Start of EXERCISE DATA

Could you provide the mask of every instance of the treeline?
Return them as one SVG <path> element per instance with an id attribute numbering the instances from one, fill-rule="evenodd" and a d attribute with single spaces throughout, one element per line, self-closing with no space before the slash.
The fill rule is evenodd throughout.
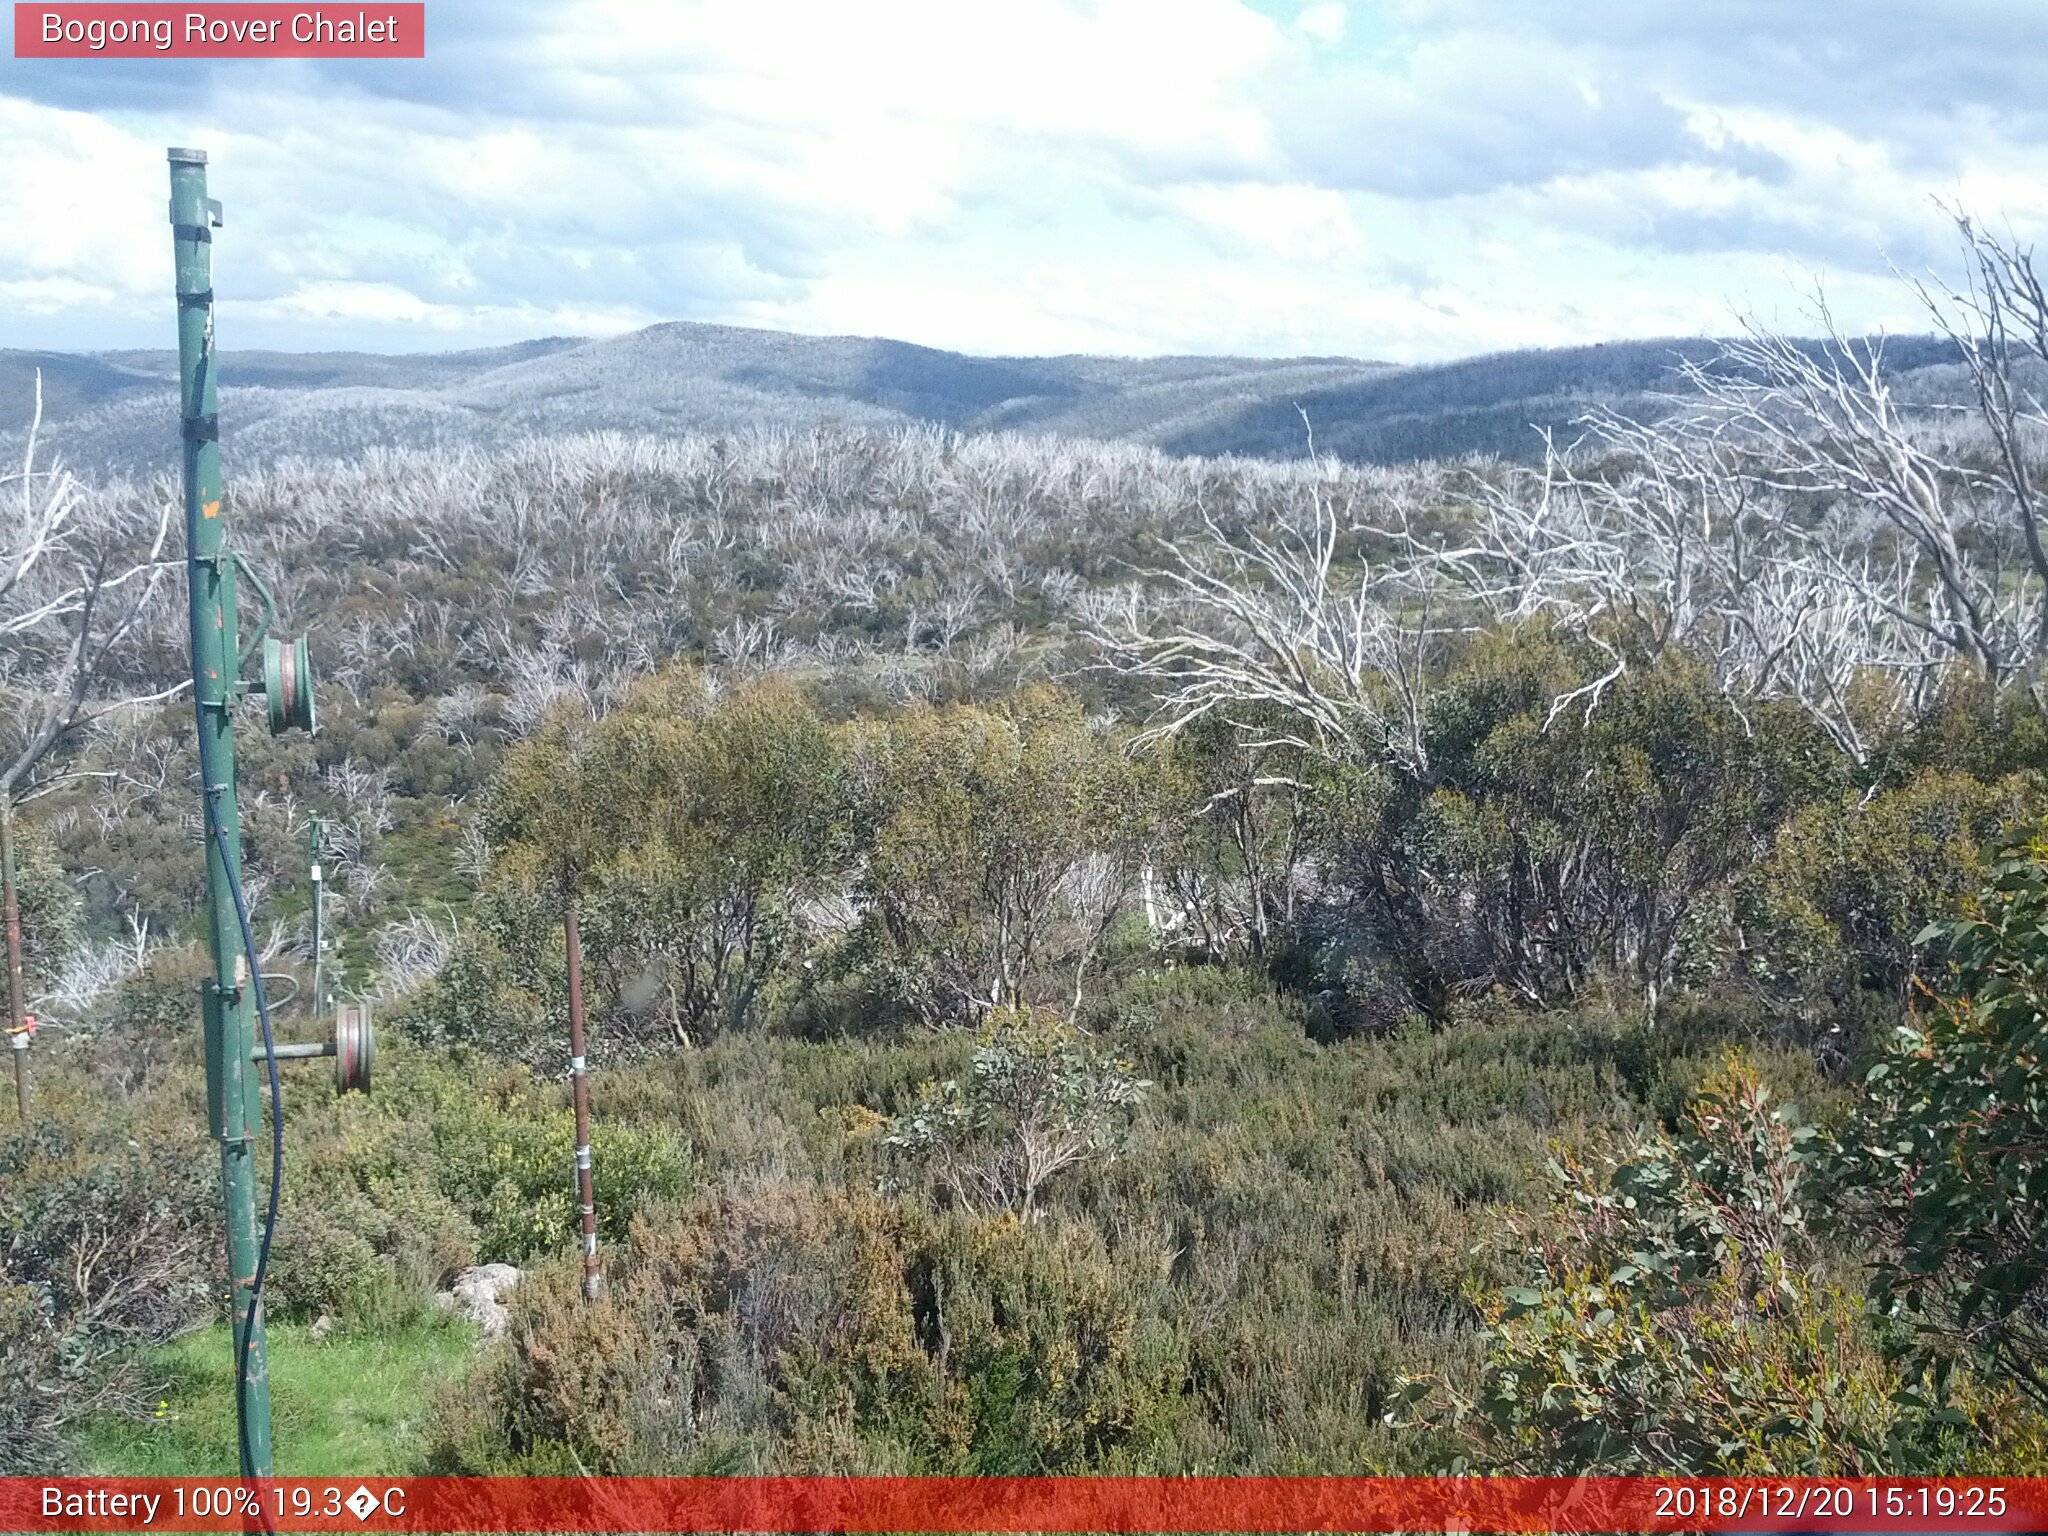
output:
<path id="1" fill-rule="evenodd" d="M 557 703 L 601 711 L 686 661 L 801 675 L 835 714 L 987 698 L 1083 664 L 1090 605 L 1135 584 L 1203 509 L 1262 526 L 1333 487 L 1362 504 L 1433 476 L 834 428 L 231 466 L 224 515 L 279 594 L 280 627 L 310 635 L 323 722 L 312 741 L 244 722 L 251 879 L 277 947 L 303 958 L 318 815 L 330 894 L 347 900 L 331 915 L 348 984 L 404 990 L 408 935 L 431 921 L 445 937 L 463 910 L 463 807 Z M 162 483 L 87 494 L 81 515 L 122 526 L 153 527 L 175 500 Z M 147 697 L 179 675 L 173 596 L 110 656 L 106 691 Z M 36 717 L 38 682 L 7 685 L 21 708 L 0 711 L 0 742 Z M 1106 673 L 1091 687 L 1129 692 Z M 77 876 L 85 919 L 76 952 L 38 971 L 52 1008 L 81 1012 L 138 930 L 196 936 L 199 866 L 171 856 L 198 836 L 188 729 L 175 702 L 119 708 L 52 760 L 81 776 L 39 789 L 35 825 Z"/>
<path id="2" fill-rule="evenodd" d="M 1839 1065 L 1998 829 L 2048 808 L 2038 715 L 1965 679 L 1858 765 L 1683 654 L 1557 714 L 1599 662 L 1475 640 L 1426 783 L 1222 722 L 1140 739 L 1050 685 L 834 721 L 788 678 L 664 674 L 513 749 L 474 921 L 408 1027 L 551 1043 L 573 900 L 611 1050 L 1071 1012 L 1178 959 L 1266 967 L 1331 1038 L 1490 995 L 1707 998 Z"/>

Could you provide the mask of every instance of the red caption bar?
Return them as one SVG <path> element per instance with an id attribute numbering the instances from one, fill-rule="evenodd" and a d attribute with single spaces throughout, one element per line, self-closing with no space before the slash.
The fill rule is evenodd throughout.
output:
<path id="1" fill-rule="evenodd" d="M 2048 1478 L 0 1478 L 0 1530 L 2039 1531 Z"/>
<path id="2" fill-rule="evenodd" d="M 340 5 L 24 5 L 17 59 L 423 59 L 427 8 Z"/>

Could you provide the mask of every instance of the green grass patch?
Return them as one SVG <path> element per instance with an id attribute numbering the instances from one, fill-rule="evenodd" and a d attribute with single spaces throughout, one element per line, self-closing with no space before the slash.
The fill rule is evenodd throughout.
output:
<path id="1" fill-rule="evenodd" d="M 413 1471 L 434 1395 L 470 1359 L 475 1329 L 429 1319 L 395 1333 L 311 1337 L 269 1330 L 276 1471 L 283 1477 Z M 105 1417 L 81 1437 L 82 1460 L 109 1477 L 211 1477 L 237 1469 L 234 1361 L 225 1324 L 171 1340 L 154 1364 L 153 1418 Z"/>

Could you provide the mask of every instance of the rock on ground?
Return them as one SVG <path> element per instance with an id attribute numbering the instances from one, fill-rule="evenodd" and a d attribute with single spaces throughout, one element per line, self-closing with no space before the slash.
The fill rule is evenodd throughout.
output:
<path id="1" fill-rule="evenodd" d="M 479 1264 L 455 1277 L 454 1285 L 435 1299 L 468 1318 L 484 1333 L 496 1338 L 505 1331 L 511 1314 L 503 1297 L 519 1283 L 519 1271 L 510 1264 Z"/>

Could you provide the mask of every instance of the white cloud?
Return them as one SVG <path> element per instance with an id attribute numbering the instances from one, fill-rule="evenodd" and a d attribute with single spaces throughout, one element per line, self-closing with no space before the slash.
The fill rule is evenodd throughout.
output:
<path id="1" fill-rule="evenodd" d="M 580 334 L 612 336 L 651 325 L 660 317 L 612 307 L 539 304 L 433 304 L 395 283 L 309 283 L 276 298 L 242 305 L 244 322 L 336 322 L 413 327 L 450 334 L 492 336 Z"/>
<path id="2" fill-rule="evenodd" d="M 1321 0 L 1316 5 L 1305 5 L 1301 14 L 1294 18 L 1294 29 L 1303 37 L 1314 38 L 1319 43 L 1339 43 L 1344 40 L 1344 29 L 1351 20 L 1350 10 L 1336 3 L 1336 0 Z"/>
<path id="3" fill-rule="evenodd" d="M 213 153 L 224 322 L 276 345 L 1437 357 L 1721 328 L 1802 263 L 1875 323 L 1930 193 L 2048 221 L 2048 115 L 2024 59 L 1959 73 L 1974 11 L 1876 7 L 1873 103 L 1763 0 L 437 3 L 425 65 L 17 61 L 0 344 L 161 344 L 172 142 Z"/>
<path id="4" fill-rule="evenodd" d="M 1365 250 L 1350 204 L 1326 187 L 1208 182 L 1171 188 L 1163 199 L 1240 253 L 1336 262 Z"/>
<path id="5" fill-rule="evenodd" d="M 0 96 L 0 281 L 62 278 L 81 294 L 161 289 L 170 271 L 162 145 L 86 112 Z"/>
<path id="6" fill-rule="evenodd" d="M 435 306 L 393 283 L 310 283 L 247 307 L 255 320 L 366 320 L 373 325 L 416 325 Z"/>
<path id="7" fill-rule="evenodd" d="M 75 277 L 23 277 L 0 282 L 0 304 L 28 315 L 62 315 L 105 304 L 114 290 Z"/>

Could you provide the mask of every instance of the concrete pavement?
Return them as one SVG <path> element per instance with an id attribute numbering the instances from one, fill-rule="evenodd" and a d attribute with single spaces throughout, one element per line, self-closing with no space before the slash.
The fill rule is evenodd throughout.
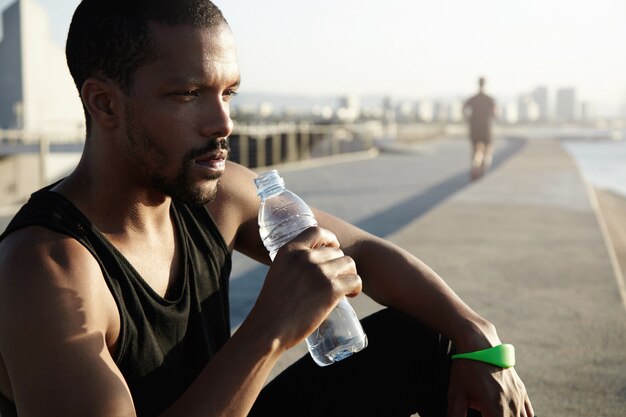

End of EXERCISE DATA

- WORK TASK
Your reply should be one number, namely how many lines of the material contain "mask".

- RESPONSE TO THE EXERCISE
6